→ **TEXTE À LIRE**:
************
Portrait

Chineur de réel

Made in China Tiger Temple Blogueur vedette, cet enfant de la Révolution culturelle narre le quotidien d'un peuple fier, troublé par les bouleversements en cours.
par Pascale Nivelle
publié le 8 juillet 2008 à 4h13
(mis à jour le 8 juillet 2008 à 4h13)

Il vit avec son chat Mongolie dans un deux-pièces conforme aux millions d'appartements basiques que la classe moyenne chinoise s'endette à acheter, en attendant de posséder une voiture. Odeur de choux dans la cage d'escalier et rangées de vélos sur le parking.

Tiger Temple aime se fondre dans le peuple, disparaître dans la masse, se laisser avaler par le quotidien. C'est sa source d'inspiration. Le jour, il maraude dans les zones grises de la capitale des JO. Du soir au matin, il tape sur le clavier d'un portable fatigué la chronique de la vie ordinaire. Son blog, l'un des trois plus populaires de Chine, s'appelle «vingt-quatre heures en ligne». Et ce n'est pas une publicité mensongère.

Il y a cinq ans, à un âge où d'autres s'occupent de leurs petits-enfants, Tiger Temple s'est jeté sur la Toile. Il écrit «sans cesse». Pour ne rien perdre de «cette époque incroyable», dans une Chine d'un milliard trois cents millions d'habitants engagée, sans autre boussole que le Parti communiste, dans un grand basculement idéologique. Un pays parfois à l'image de son immeuble, au nord du troisième périphérique, avec vue sur le stade olympique du «Nid d'oiseau», la fierté nationale chinoise : «Ils ont refait la façade, mais derrière, c'est tout pourri.»
************
→ **DONNÉES FOURNIES**:
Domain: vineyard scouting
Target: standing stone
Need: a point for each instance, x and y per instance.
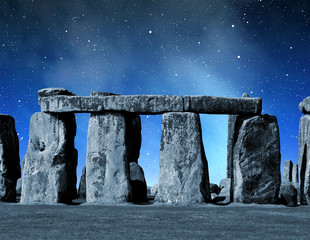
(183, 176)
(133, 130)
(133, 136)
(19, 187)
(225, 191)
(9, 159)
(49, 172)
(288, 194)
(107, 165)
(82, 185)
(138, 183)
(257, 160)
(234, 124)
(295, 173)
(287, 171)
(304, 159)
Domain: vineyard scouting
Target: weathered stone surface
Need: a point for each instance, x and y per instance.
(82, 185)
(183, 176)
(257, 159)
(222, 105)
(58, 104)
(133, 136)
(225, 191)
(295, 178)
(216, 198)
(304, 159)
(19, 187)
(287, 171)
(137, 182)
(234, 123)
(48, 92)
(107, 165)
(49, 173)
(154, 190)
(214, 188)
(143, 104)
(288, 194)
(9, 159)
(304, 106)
************
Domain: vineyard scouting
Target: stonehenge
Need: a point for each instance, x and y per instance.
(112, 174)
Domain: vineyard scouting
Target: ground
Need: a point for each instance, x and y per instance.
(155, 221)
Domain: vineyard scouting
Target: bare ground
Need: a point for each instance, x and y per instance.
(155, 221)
************
→ **EXERCICES À FAIRE**:
(A) Les affirmations suivantes concordent-elles avec le portrait ? Répondez par oui ou par non et citez les mots du texte qui tranchent.
(i) Tiger Temple vit avec un chien.
(ii) Le blog de Tiger Temple compte parmi les trois plus populaires de Chine.
(iii) Tiger Temple s'est lancé sur la Toile il y a dix ans.
(B) Recopiez sans rien modifier le passage du portrait qui va de « par Pascale Nivelle » à « une publicité mensongère. ».

→ **CORRIGÉ DES EXERCICES**:
(A)
(i) Non : « Il vit avec son chat Mongolie ».
(ii) Oui : « Son blog, l'un des trois plus populaires de Chine ».
(iii) Non : « Il y a cinq ans, à un âge où d'autres s'occupent de leurs petits-enfants, Tiger Temple s'est jeté sur la Toile ».

(B)
par Pascale Nivelle
publié le 8 juillet 2008 à 4h13
(mis à jour le 8 juillet 2008 à 4h13)

Il vit avec son chat Mongolie dans un deux-pièces conforme aux millions d'appartements basiques que la classe moyenne chinoise s'endette à acheter, en attendant de posséder une voiture. Odeur de choux dans la cage d'escalier et rangées de vélos sur le parking.

Tiger Temple aime se fondre dans le peuple, disparaître dans la masse, se laisser avaler par le quotidien. C'est sa source d'inspiration. Le jour, il maraude dans les zones grises de la capitale des JO. Du soir au matin, il tape sur le clavier d'un portable fatigué la chronique de la vie ordinaire. Son blog, l'un des trois plus populaires de Chine, s'appelle «vingt-quatre heures en ligne». Et ce n'est pas une publicité mensongère.